| Task directions |
Please output the part of the article about the NIH gene therapy project between "When NCATS received" and "propionic acidemia project.", inclusive, copied word for word.

| Passage |
↓↓↓

NIH Gene Therapy Team Reveals Its Path to FDA Orphan Drug and Rare Pediatric Disease Designations

(NCATS)

March 29, 2023

Platform Vector Gene Therapy project researchers begin to demystify the regulatory process of developing a gene therapy for a rare disease.

When NCATS received an Orphan Drug Designation (ODD) from the U.S. Food and Drug Administration (FDA), it marked a key accomplishment for researchers in the NIH's Platform Vector Gene Therapy (PaVe-GT) project. NCATS received the ODD for PaVe-GT's AAV9-hPCCA (NCATS-BL0746) investigational gene therapy to treat a form of propionic acidemia, a rare metabolic disorder.

“An ODD is a very important development incentive, given the low number of approved products for the thousands of rare diseases,” said Charles Venditti, M.D., Ph.D., a senior investigator at the National Human Genome Research Institute. Venditti is principal investigator for the PaVe-GT propionic acidemia project.

An ODD provides financial incentives to make it easier to bring a drug or therapy to market. These incentives include a waiver of the FDA New Drug Application or Biologics License Application, which can cost more than $3 million. Companies receive tax credits and are given seven years to market a drug.

NCATS also received a Rare Pediatric Disease (RPD) designation for propionic acidemia. This is a key step in getting a Priority Review Voucher, which can be granted when a drug is approved. The voucher serves as another incentive for rare disease drug development. It can be used to receive a priority review of a later marketing application for a different product. It also can be sold.

Launched in 2019, PaVe-GT is building a blueprint for gene therapy development and clinical testing. The goal is to make the process more efficient and easier to access for people with rare diseases. Now, PaVe-GT scientists are starting to share what they have learned in hopes of speeding others' work in this field.

“We aim to demystify the gene therapy development process,” said Elizabeth Ottinger, Ph.D., acting director of the NCATS Therapeutic Development Branch. Ottinger leads the preclinical development and regulatory efforts for all four projects within PaVe-GT.

↑↑↑

| Source data |
↓↓↓

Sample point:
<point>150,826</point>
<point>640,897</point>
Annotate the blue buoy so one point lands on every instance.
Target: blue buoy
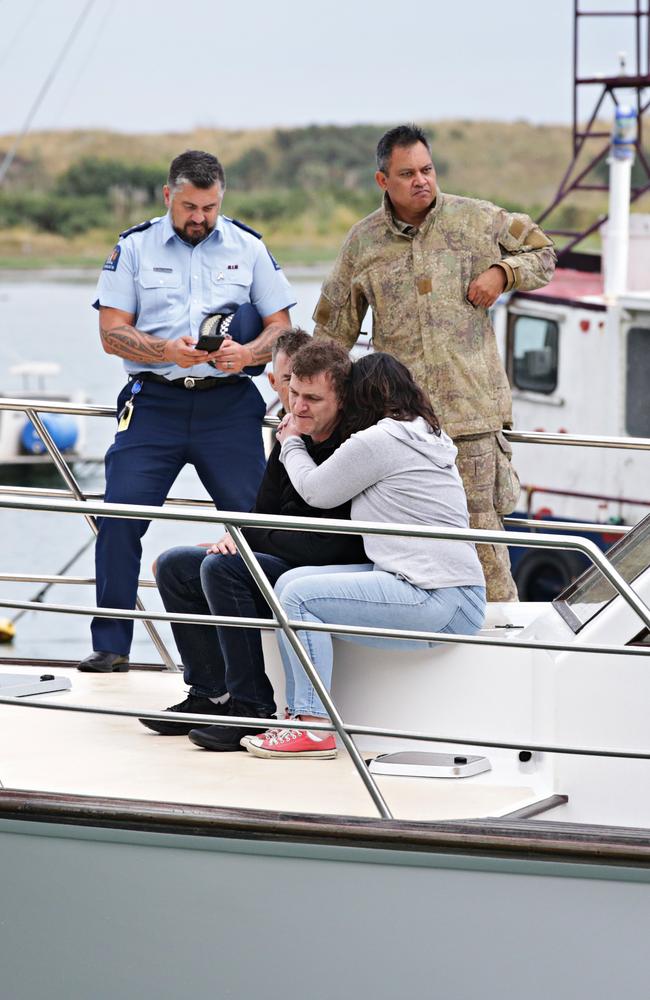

↑↑↑
↓↓↓

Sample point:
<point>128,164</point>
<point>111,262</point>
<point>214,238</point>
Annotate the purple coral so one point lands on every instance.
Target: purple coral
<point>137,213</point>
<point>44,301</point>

↑↑↑

| Exercise output |
When NCATS received an Orphan Drug Designation (ODD) from the U.S. Food and Drug Administration (FDA), it marked a key accomplishment for researchers in the NIH's Platform Vector Gene Therapy (PaVe-GT) project. NCATS received the ODD for PaVe-GT's AAV9-hPCCA (NCATS-BL0746) investigational gene therapy to treat a form of propionic acidemia, a rare metabolic disorder.

“An ODD is a very important development incentive, given the low number of approved products for the thousands of rare diseases,” said Charles Venditti, M.D., Ph.D., a senior investigator at the National Human Genome Research Institute. Venditti is principal investigator for the PaVe-GT propionic acidemia project.